> Instrucciones de la tarea
¿Puedes reproducir al pie de la letra todas las líneas del material que aparece a continuación?

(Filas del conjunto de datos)
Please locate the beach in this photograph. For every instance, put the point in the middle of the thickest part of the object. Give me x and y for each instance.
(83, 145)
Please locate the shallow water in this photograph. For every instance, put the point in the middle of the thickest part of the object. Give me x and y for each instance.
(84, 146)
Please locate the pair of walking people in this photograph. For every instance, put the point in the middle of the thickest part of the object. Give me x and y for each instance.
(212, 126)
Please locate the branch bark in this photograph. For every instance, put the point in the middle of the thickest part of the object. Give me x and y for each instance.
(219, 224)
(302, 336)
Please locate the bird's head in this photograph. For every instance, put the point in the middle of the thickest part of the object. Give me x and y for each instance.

> Resultado final
Please locate the beach in this photograph. For every instance, put the point in the middle of the thickest part of the object. Give me x and y for each instance.
(83, 145)
Please locate the shallow water in this photograph. For every instance, put the point in the middle of the thickest part of the object. Give me x and y for each instance.
(84, 146)
Please locate the pair of walking people in this photograph. For every instance, put the point in the middle of the thickest part of the object. Give me x and y for each instance.
(212, 126)
Please locate the branch bark in this photograph. For every instance, put the point in the middle of the thickest part of the object. Give me x and y for each instance.
(219, 224)
(302, 336)
Please locate the bird's head in this photograph. For every instance, put the point in the middle of the thickest part of the object. Give me x and y for each instance.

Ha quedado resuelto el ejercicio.